| TRECHO DO TEXTO |
################

Por mais de meio século cientistas estudaram os achados e se debruçaram sobre uma série de perguntas sem resposta.

Quem eram essas pessoas? Quando elas morreram? Como? De onde vieram?

Local guarda algo entre 600 e 800 ossadas.

Uma antiga teoria liga as ossadas a um rei indiano, sua esposa e seus empregados, que teriam morrido em uma nevasca há cerca de 870 anos.

Outra sugere que se trata dos restos mortais de soldados indianos que tentaram invadir o Tibet em 1841 e fracassaram na empreitada. Mais de 70 tiveram que tentar encontrar o caminho de volta pela cordilheira do Himalaia e teriam morrido no meio do trajeto.

Há ainda uma que presume que o local teria servido como uma espécie de “cemitério” para vítimas de epidemias. Em vilarejos próximos, uma canção popular fala sobre como a deusa Nanda Devi criou uma tempestade de granizo “tão rígido quanto ferro” que matou pessoas que passavam em volta do lago. Nanda Devi é a segunda montanha mais alta da Índia, reverenciada como uma deusa.

Até então, análises das ossadas indicavam que a maior parte das pessoas que jazem ali foram altas, com estatura maior que a média da região. A maioria era de adultos com idade entre 35 e 40 anos. Não havia bebês ou crianças. Algumas eram mulheres mais velhas — e todos gozavam aparentemente de boa saúde.

Acreditava-se que todos os esqueletos pertenciam a um grupo que morreu de uma vez só, em decorrência de algum evento catastrófico no século 9º.

Um estudo recente publicado na revista Nature, que envolveu 28 pesquisadores de 16 instituições na Índia, Estados Unidos e Alemanha, descobriu, entretanto, que isso pode não ser verdade.

Esqueletos ficam boa parte do ano encobertos por neve e gelo.

Os cientistas analisaram e dataram, com a ajuda do método por radiocarbono, 38 ossadas, sendo 15 de mulheres, e verificaram que algumas remontam há cerca de 1,2 mil anos atrás.

A análise verificou ainda que o grupo era geneticamente diversificado e que alguns óbitos estão separados por um espaço temporal de até mil anos.

“Isso inviabiliza qualquer explicação que envolva um evento catastrófico que teria causado todas as mortes ao mesmo tempo”, afirma Eadaoin Harney, um dos autores e estudante de doutorado na Universidade de Harvard, nos EUA.

“O que aconteceu no lago Roopkund ainda não está claro, mas hoje sabemos que a morte desses indivíduos não pode ser explicada exclusivamente por um evento.”

O estudo do genoma encontrou um grupo bastante diversificado: parte das pessoas tinha genética similar à encontrada atualmente nos habitantes do sul da Ásia, enquanto outros genomas estavam mais próximos dos encontrados hoje na Europa, especialmente na ilha grega de Creta.

################

| MATERIAL DE ESTUDO |
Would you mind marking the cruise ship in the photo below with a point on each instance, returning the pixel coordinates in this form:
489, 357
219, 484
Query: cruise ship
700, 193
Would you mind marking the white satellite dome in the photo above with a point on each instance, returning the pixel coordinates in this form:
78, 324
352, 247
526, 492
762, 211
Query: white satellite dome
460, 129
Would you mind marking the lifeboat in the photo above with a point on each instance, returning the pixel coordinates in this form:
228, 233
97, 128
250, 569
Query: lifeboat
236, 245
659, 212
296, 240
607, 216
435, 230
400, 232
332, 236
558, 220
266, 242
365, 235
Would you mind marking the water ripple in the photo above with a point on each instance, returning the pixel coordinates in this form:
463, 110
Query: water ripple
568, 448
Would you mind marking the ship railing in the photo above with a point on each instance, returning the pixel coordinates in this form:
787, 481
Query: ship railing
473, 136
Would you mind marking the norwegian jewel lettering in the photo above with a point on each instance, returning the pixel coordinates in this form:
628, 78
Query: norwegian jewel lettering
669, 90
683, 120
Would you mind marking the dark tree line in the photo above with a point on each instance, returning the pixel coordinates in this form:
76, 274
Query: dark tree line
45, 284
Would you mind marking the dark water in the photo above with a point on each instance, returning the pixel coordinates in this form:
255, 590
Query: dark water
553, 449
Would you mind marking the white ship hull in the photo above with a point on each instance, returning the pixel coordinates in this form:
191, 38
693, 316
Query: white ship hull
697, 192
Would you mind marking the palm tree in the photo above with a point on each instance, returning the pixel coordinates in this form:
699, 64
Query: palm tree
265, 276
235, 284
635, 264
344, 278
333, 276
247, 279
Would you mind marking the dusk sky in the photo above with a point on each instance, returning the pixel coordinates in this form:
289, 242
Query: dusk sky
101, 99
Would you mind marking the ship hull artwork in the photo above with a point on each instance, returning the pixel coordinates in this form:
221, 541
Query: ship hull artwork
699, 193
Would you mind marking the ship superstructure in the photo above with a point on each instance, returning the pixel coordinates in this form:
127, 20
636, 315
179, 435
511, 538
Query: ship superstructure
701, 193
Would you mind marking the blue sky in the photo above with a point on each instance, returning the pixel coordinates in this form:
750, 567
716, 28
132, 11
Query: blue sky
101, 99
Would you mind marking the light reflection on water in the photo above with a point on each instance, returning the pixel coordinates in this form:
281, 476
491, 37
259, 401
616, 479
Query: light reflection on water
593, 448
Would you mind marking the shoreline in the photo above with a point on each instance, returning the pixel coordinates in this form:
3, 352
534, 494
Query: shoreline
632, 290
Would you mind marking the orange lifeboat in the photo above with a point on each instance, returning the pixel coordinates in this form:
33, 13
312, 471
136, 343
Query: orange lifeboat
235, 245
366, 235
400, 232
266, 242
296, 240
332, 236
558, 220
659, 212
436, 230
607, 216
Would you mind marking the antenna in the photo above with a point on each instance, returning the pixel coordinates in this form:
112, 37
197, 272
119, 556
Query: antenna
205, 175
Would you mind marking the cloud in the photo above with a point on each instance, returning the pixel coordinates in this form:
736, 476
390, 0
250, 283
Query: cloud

################

| AÇÃO NECESSÁRIA 1 |
No texto sobre as ossadas do lago Roopkund, quantas ossadas os cientistas dataram pelo método de radiocarbono?
| AÇÃO NECESSÁRIA 2 |
Repita literalmente o trecho do texto sobre as ossadas do lago Roopkund que se inicia com as palavras contendo "Os cientistas analisaram" e se encerra em "até mil anos.".

| RESPOSTA DA TAREFA 1 |
38 ossadas, sendo 15 de mulheres.

| RESPOSTA DA TAREFA 2 |
Os cientistas analisaram e dataram, com a ajuda do método por radiocarbono, 38 ossadas, sendo 15 de mulheres, e verificaram que algumas remontam há cerca de 1,2 mil anos atrás.

A análise verificou ainda que o grupo era geneticamente diversificado e que alguns óbitos estão separados por um espaço temporal de até mil anos.